* start GIVEN PASSAGE *
[Tarantool-patches] [PATCH luajit 17/19] MIPS64: Fix register allocation in assembly of HREF.

Maxim Kokryashkin m.kokryashkin at tarantool.org
Wed Aug 16 12:01:08 MSK 2023


Hi, Sergey!
Thanks for the patch!
Please consider my comments below.
On Wed, Aug 09, 2023 at 06:36:06PM +0300, Sergey Kaplun via Tarantool-patches wrote:
> From: Mike Pall <mike>
> 
> Contributed by James Cowgill.
> 
> (cherry-picked from commit 99cdfbf6a1e8856f64908072ef10443a7eab14f2)
> 
> The issue is observed for the following merged IRs:
> |    p64 HREF   0001  "a"            ; or other keys
> | >  p64 EQ     0002  [0x4002d0c528] ; nilnode
> Sometimes, when we need to rematerialize a constant during evicting of
Typo: s/during evicting/during the eviction/
> the register. So, the instruction related to constant rematerialization
Sometimes happens what? The sentence looks kind of chopped.
> is placed in the delay branch slot, which suppose to contain the loads
Typo: s/which suppose/which is supposed/
> of trace exit number to the `$ra` register. The resulting assembly is
Typo: s/number/numbers/ (because of `loads` being in the plural form)
> the following (for example):
> | beq     ra, r1, 0x400abee9b0  ->exit
> | lui     r1, 65531   ; delay slot without setting of the `ra`
> This leading to the assertion failure during trace exit in
Typo: s/leading/leads/
> `lj_trace_exit()`, since a trace number is incorrect.
* end GIVEN PASSAGE *
* start SUPPLIED MATERIAL *
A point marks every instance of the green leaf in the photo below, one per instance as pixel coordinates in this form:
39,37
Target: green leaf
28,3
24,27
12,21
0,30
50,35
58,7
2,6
* end SUPPLIED MATERIAL *
PROBLEM REQUIREMENTS → From the patch review, list every typo correction the reviewer proposes, giving both the original wording and the suggested replacement. The material placed after the patch review is unrelated to it.

ANSWER TO THIS EXERCISE →
- "during evicting" → "during the eviction"
- "which suppose" → "which is supposed"
- "number" → "numbers"
- "leading" → "leads"